● **Quoted text**:
To illustrate hostility, Bethel points to comments made by Defendant Gallagher at meetings of the Advisory Board. Primarily, Defendant Gallagher implied that Bethel "signed [the] assurance illegally," and characterized some of Bethel's views as "problematic" because they "afford[] them the opportunity to discriminate." ECF 19-1 at 10-11. Properly analyzing these statements requires a factfinder to make credibility assessments. While Bethel argues that these remarks were "hostile" toward Bethel's religious beliefs, id. at 11, Defendants contend that the remarks either did not implicate Bethel at all, or had nothing to do with the school's religious beliefs in particular, ECF 22 at 19. Importantly, in Masterpiece Cakeshop, the Court found that comments made by commissioners in an initial meeting were "susceptible of different interpretations." 138 S. Ct. at 1729 (commissioner stating Phillips can believe "what he wants to believe," but cannot act on his beliefs "if he decides to do business in the state"). However, "in view of the comments that followed" in a subsequent meeting, it became more likely that the commissioners were indeed hostile toward Phillips's religious views. See id. (commissioner comparing Phillips' beliefs to slavery and to the Holocaust). Here, Bethel has identified remarks that "standing alone... are susceptible of different interpretations." See id. But unlike in Masterpiece Cakeshop, Bethel has not provided evidence of subsequent conduct that would justify characterizing Defendant Gallagher's statements as connoting hostility toward Bethel's religious views.

● **Set task 1**: Update the records from the line containing "Please indicate the grilled corn" through the end of the records, replacing "indicate" with "locate" and leaving everything else unchanged. Return only those lines.
● **Set task 2**: Continue the passage on the alleged hostility in the Advisory Board remarks from the point where it stops.
The text and the records are independent of each other.

● **Listing**:
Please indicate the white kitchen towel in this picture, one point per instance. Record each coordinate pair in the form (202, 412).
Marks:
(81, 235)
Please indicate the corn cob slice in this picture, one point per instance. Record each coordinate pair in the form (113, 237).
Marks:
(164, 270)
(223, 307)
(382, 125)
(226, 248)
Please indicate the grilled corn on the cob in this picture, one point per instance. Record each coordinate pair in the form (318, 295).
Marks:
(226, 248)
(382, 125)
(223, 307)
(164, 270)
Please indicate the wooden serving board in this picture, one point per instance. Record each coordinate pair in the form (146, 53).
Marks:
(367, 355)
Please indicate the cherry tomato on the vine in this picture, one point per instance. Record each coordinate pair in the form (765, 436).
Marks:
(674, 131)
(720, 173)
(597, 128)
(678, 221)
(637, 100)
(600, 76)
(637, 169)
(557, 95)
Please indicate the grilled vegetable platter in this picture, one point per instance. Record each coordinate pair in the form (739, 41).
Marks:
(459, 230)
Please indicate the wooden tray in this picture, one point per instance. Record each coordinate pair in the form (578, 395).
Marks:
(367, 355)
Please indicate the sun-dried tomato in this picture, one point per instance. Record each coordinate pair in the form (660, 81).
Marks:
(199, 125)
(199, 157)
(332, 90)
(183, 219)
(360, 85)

● **Output 1**:
Please locate the grilled corn on the cob in this picture, one point per instance. Record each coordinate pair in the form (318, 295).
Marks:
(226, 248)
(382, 125)
(223, 307)
(164, 270)
Please locate the wooden serving board in this picture, one point per instance. Record each coordinate pair in the form (146, 53).
Marks:
(367, 355)
Please locate the cherry tomato on the vine in this picture, one point per instance. Record each coordinate pair in the form (765, 436).
Marks:
(674, 131)
(720, 173)
(597, 128)
(678, 221)
(637, 100)
(600, 76)
(637, 169)
(557, 95)
Please locate the grilled vegetable platter in this picture, one point per instance. Record each coordinate pair in the form (739, 41).
Marks:
(459, 230)
Please locate the wooden tray in this picture, one point per instance. Record each coordinate pair in the form (578, 395).
Marks:
(367, 355)
Please locate the sun-dried tomato in this picture, one point per instance. Record each coordinate pair in the form (660, 81).
Marks:
(199, 125)
(199, 157)
(332, 90)
(183, 219)
(360, 85)

● **Output 2**:
The Masterpiece Cakeshop Court found that "another indication of hostility is the difference in treatment between Phillips' case and the cases of other bakers who objected to a requested cake." Id. at 1730. For instance, while the Commission accepted that other bakers were willing to sell certain products to same-sex couples, it would not grant Phillips the same consideration. Id. Here, it is undisputed that two schools sharing Bethel's religious views on marriage, Grace Academy and Broadfording Christian Academy, were deemed eligible for BOOST on the same day that Bethel was deemed ineligible. E.g. ECF 17 at 9. Since discovery has not started, the parties have not developed a factual record to enable this Court to discern how Defendants enforced the nondiscrimination requirement with other schools, and with respect to Grace Academy and Broadfording Academy in particular. If, for example, Defendants accepted the representations made by these schools that they did not discriminate in admissions, it might suggest hostility toward Bethel's views, because Defendants remained skeptical of Bethel's similar assertions. At this stage of the proceedings, however, Bethel has not met its burden to show that Defendants treated Bethel differently than other, similarly situated schools.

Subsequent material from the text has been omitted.